Show every line in the data below that contains the word "plate". Case counts.
───── Data supplied ─────
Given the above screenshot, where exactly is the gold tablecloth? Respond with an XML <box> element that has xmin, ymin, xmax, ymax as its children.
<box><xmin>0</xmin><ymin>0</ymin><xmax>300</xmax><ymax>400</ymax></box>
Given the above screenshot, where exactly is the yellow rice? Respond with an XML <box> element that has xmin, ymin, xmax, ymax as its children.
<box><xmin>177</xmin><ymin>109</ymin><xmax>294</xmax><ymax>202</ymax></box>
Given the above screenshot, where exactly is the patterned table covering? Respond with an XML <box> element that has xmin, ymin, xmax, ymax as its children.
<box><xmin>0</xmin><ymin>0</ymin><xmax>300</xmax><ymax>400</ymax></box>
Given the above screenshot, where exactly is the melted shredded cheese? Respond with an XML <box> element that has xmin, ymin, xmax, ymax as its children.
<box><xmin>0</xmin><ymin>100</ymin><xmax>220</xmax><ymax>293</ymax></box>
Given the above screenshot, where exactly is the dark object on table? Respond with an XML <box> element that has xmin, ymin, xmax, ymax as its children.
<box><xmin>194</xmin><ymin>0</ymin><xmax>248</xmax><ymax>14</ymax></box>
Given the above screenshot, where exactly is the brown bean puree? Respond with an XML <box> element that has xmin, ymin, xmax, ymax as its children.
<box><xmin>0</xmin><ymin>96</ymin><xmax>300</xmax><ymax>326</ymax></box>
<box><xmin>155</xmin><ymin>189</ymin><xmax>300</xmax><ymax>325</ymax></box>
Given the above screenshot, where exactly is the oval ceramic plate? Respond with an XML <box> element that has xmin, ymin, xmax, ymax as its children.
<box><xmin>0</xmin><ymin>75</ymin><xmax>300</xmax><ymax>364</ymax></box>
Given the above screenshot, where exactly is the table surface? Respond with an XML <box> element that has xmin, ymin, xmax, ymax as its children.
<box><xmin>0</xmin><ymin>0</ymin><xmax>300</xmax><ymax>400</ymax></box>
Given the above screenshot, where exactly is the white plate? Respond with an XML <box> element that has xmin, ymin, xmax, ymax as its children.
─────
#### Response below
Given the above screenshot, where exactly is the oval ceramic plate? Respond with an XML <box> element that has xmin, ymin, xmax, ymax as its children.
Given the above screenshot, where exactly is the white plate? Respond with an XML <box> element that has xmin, ymin, xmax, ymax as its children.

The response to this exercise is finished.